____ Data extract

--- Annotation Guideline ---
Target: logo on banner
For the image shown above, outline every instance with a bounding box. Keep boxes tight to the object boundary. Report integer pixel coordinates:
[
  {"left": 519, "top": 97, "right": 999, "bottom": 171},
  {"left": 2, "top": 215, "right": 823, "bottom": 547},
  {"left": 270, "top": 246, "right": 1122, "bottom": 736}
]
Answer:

________
____ Data extract

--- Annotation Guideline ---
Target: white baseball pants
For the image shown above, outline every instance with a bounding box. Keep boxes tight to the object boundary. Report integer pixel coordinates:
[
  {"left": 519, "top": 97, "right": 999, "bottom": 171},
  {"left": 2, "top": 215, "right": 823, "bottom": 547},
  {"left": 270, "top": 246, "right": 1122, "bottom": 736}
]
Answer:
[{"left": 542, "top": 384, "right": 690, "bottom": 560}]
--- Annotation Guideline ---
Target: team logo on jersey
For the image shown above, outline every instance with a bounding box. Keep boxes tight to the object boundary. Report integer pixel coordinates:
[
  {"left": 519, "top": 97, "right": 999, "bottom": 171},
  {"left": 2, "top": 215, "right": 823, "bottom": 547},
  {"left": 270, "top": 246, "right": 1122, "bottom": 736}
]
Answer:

________

Exercise goal: Collect every line in the listing above that contains the string "logo" and copy each one out. Matching is case-sensitive.

Final result:
Target: logo on banner
Target: team logo on jersey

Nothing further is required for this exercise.